## TO BE DONE
Quote exactly, and only, the lines from the one with "the form (59,318)." through the end of the listing.

(Extracted records)
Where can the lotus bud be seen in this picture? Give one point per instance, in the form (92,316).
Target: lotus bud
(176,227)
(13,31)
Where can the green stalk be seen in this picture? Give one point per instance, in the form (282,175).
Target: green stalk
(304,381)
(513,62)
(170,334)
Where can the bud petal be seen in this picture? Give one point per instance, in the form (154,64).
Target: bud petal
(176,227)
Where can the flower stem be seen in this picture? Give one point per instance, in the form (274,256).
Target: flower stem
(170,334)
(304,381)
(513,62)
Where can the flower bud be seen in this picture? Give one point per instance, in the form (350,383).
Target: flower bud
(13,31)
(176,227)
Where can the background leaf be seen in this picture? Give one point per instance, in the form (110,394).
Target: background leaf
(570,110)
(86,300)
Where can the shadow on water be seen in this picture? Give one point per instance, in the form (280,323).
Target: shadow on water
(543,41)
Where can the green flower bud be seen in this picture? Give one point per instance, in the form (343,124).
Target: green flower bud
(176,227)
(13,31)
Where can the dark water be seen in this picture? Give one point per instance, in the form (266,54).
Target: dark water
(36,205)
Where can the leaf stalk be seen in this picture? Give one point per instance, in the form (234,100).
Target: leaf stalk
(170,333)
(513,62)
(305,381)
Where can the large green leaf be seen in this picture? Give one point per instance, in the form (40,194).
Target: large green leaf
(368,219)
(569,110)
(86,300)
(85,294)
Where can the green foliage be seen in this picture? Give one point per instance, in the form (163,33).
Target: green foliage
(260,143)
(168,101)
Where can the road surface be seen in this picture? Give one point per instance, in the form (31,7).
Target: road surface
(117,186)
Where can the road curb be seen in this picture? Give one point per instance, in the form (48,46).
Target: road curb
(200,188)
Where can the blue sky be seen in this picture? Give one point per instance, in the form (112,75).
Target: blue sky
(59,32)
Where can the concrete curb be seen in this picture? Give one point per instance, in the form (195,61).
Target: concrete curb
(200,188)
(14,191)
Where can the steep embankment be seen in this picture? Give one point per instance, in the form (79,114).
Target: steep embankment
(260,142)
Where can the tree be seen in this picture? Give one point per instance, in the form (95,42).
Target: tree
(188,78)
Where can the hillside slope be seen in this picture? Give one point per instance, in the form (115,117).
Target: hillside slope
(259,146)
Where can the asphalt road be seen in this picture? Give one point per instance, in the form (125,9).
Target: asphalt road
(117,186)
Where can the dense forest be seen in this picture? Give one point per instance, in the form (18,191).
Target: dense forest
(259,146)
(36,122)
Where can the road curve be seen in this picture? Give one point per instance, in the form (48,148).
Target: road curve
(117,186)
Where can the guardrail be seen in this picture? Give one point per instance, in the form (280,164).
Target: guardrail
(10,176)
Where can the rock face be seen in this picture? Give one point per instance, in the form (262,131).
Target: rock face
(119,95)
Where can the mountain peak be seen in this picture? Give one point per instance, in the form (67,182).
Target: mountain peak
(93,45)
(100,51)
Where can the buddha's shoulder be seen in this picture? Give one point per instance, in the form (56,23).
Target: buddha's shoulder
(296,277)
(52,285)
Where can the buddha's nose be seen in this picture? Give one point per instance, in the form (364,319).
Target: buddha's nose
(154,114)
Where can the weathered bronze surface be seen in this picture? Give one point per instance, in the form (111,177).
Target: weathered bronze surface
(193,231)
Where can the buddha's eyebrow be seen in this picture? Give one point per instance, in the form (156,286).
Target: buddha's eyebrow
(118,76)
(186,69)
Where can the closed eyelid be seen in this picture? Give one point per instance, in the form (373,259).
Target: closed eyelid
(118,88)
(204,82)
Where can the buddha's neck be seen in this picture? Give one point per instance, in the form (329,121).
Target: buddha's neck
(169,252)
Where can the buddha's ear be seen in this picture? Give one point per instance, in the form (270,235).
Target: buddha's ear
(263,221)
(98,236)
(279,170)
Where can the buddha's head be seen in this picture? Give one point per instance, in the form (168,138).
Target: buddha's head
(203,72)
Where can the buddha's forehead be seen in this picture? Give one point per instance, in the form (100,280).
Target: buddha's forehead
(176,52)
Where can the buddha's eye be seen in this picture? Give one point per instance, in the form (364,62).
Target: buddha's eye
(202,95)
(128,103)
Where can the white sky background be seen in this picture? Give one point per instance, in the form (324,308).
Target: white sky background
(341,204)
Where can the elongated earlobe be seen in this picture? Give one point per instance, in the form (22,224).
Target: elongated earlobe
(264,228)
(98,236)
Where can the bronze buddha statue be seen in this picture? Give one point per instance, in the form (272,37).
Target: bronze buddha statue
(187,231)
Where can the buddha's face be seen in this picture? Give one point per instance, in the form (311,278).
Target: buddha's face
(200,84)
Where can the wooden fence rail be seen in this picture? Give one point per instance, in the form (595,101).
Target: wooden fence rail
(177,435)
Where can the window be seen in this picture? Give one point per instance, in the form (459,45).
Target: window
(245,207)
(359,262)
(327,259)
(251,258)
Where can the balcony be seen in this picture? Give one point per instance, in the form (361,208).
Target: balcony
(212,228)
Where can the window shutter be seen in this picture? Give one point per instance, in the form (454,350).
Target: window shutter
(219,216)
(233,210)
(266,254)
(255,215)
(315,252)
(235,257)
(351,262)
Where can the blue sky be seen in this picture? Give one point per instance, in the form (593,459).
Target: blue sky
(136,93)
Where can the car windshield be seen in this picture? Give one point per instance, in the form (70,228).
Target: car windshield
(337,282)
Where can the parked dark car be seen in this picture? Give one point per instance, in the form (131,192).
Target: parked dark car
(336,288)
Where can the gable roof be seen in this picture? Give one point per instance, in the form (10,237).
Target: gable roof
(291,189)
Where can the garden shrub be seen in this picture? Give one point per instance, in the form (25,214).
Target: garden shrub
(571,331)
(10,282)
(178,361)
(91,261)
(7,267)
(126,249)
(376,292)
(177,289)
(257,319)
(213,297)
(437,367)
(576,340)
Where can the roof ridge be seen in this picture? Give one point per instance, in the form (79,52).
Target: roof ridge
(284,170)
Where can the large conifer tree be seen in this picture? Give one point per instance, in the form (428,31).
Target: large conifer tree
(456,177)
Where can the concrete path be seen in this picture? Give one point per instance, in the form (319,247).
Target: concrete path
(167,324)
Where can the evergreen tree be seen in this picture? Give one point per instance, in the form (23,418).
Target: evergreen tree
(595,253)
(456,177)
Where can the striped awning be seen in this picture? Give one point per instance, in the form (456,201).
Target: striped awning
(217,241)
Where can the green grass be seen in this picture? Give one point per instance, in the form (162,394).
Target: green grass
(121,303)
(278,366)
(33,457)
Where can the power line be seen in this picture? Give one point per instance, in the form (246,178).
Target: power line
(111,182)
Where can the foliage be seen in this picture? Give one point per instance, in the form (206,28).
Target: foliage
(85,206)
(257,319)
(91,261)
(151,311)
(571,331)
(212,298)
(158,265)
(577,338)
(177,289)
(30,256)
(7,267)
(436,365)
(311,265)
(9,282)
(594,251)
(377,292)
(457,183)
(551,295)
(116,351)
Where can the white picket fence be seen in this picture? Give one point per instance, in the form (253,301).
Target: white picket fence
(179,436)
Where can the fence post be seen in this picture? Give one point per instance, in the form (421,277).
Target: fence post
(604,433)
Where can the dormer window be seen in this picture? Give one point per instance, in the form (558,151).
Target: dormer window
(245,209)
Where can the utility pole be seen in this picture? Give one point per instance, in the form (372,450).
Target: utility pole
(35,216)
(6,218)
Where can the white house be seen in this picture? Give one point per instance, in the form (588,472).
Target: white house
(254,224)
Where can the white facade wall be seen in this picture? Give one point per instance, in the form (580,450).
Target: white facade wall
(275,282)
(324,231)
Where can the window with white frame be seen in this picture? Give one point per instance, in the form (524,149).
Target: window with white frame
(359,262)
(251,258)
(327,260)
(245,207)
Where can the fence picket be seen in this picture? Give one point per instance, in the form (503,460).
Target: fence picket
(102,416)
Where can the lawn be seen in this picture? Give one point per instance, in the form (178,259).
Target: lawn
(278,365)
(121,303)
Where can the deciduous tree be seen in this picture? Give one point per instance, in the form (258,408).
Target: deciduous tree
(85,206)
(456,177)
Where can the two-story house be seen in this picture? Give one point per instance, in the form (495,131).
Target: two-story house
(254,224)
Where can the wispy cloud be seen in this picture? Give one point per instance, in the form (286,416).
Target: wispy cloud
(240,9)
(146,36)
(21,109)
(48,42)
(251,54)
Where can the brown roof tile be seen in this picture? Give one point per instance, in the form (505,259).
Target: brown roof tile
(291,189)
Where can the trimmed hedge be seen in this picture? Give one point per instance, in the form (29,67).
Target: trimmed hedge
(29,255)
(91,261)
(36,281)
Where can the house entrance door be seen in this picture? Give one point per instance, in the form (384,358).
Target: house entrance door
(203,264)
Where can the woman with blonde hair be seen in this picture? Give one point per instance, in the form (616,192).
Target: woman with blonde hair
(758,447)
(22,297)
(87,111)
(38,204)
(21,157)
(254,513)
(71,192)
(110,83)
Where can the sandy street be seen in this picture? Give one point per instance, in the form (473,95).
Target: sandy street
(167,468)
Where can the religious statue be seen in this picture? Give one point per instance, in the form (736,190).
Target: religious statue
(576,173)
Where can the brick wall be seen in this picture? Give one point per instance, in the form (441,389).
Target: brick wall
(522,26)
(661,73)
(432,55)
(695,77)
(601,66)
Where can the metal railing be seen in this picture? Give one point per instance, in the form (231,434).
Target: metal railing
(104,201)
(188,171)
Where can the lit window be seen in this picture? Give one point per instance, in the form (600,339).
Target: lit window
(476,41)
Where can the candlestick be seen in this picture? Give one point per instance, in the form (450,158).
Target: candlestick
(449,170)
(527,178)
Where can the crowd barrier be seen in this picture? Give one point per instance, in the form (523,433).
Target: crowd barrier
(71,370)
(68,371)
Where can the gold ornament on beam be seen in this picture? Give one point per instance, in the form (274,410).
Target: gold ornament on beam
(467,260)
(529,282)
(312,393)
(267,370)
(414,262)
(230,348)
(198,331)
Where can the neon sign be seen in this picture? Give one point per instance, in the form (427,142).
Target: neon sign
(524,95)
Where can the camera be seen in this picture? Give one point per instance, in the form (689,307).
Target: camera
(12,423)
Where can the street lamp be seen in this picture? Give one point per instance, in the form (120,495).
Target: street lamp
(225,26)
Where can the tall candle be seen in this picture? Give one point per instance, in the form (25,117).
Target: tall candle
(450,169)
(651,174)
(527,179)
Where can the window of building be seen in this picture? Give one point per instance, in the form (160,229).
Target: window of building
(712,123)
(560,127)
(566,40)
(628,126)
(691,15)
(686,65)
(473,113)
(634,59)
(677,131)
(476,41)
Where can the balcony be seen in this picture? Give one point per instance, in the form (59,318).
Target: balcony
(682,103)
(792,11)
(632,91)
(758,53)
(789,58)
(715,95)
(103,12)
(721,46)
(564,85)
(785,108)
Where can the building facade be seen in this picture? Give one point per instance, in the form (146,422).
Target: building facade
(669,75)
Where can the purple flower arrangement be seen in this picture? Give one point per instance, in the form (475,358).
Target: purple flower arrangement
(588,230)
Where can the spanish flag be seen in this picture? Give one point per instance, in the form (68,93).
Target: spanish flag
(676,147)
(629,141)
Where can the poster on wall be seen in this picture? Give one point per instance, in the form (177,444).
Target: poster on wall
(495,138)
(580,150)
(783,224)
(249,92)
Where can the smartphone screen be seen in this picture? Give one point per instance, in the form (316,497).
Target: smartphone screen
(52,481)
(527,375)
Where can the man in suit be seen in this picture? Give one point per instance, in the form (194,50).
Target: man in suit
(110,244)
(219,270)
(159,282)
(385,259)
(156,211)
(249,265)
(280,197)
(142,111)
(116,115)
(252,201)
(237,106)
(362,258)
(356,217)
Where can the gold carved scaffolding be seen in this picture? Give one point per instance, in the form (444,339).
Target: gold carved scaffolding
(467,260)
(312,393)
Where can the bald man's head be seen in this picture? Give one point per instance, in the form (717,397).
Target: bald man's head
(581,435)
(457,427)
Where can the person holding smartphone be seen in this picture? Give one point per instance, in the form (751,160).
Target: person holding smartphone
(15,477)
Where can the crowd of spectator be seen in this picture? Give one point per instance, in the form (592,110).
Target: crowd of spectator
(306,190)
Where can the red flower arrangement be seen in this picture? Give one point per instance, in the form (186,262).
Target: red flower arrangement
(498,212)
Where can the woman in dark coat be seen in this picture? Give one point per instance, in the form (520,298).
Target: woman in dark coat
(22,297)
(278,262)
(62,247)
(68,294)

## SOLUTION FOR THIS EXERCISE
Where can the balcony be seen in this picture? Give one point per instance, in the form (59,318).
Target: balcony
(682,103)
(792,11)
(632,91)
(758,53)
(789,58)
(715,95)
(103,12)
(721,46)
(564,85)
(785,108)
Where can the building facade be seen in this picture? Give one point per instance, in the form (146,422).
Target: building facade
(669,75)
Where can the purple flower arrangement be seen in this picture? Give one point per instance, in the form (475,358).
Target: purple flower arrangement
(588,230)
Where can the spanish flag be seen in this picture? Give one point per instance, in the form (68,93).
Target: spanish flag
(676,147)
(629,141)
Where can the poster on wall be seen in this picture? Give one point per instance, in the form (177,444).
Target: poster on wall
(495,138)
(580,150)
(783,224)
(249,92)
Where can the smartphone screen be seen in this picture? Give one point per instance, in the form (316,497).
Target: smartphone screen
(52,481)
(527,375)
Where can the man in suit be seen in this picture? Give one point per instance, in the form (194,50).
Target: man in suit
(110,244)
(219,270)
(159,282)
(385,259)
(156,211)
(249,265)
(280,197)
(142,111)
(116,115)
(252,201)
(237,106)
(362,258)
(356,217)
Where can the gold carved scaffolding be seen in this picture? Give one point per instance, in the form (444,339).
Target: gold carved scaffolding
(467,260)
(312,393)
Where can the bald man's head be seen in this picture? Give one point per instance, in the form (717,397).
Target: bald man's head
(581,435)
(457,427)
Where can the person holding smartphone be seen in this picture? Give one point per instance, in the form (751,160).
Target: person holding smartphone
(15,477)
Where can the crowd of spectator be seen in this picture? Give one point per instance, in the form (592,110).
Target: crowd of spectator
(306,190)
Where can the red flower arrangement be seen in this picture? Give one point per instance, in the form (186,262).
Target: red flower arrangement
(498,212)
Where can the woman in dark coat be seen in this picture? Give one point per instance, in the form (520,298).
Target: woman in dark coat
(22,297)
(278,262)
(62,247)
(68,294)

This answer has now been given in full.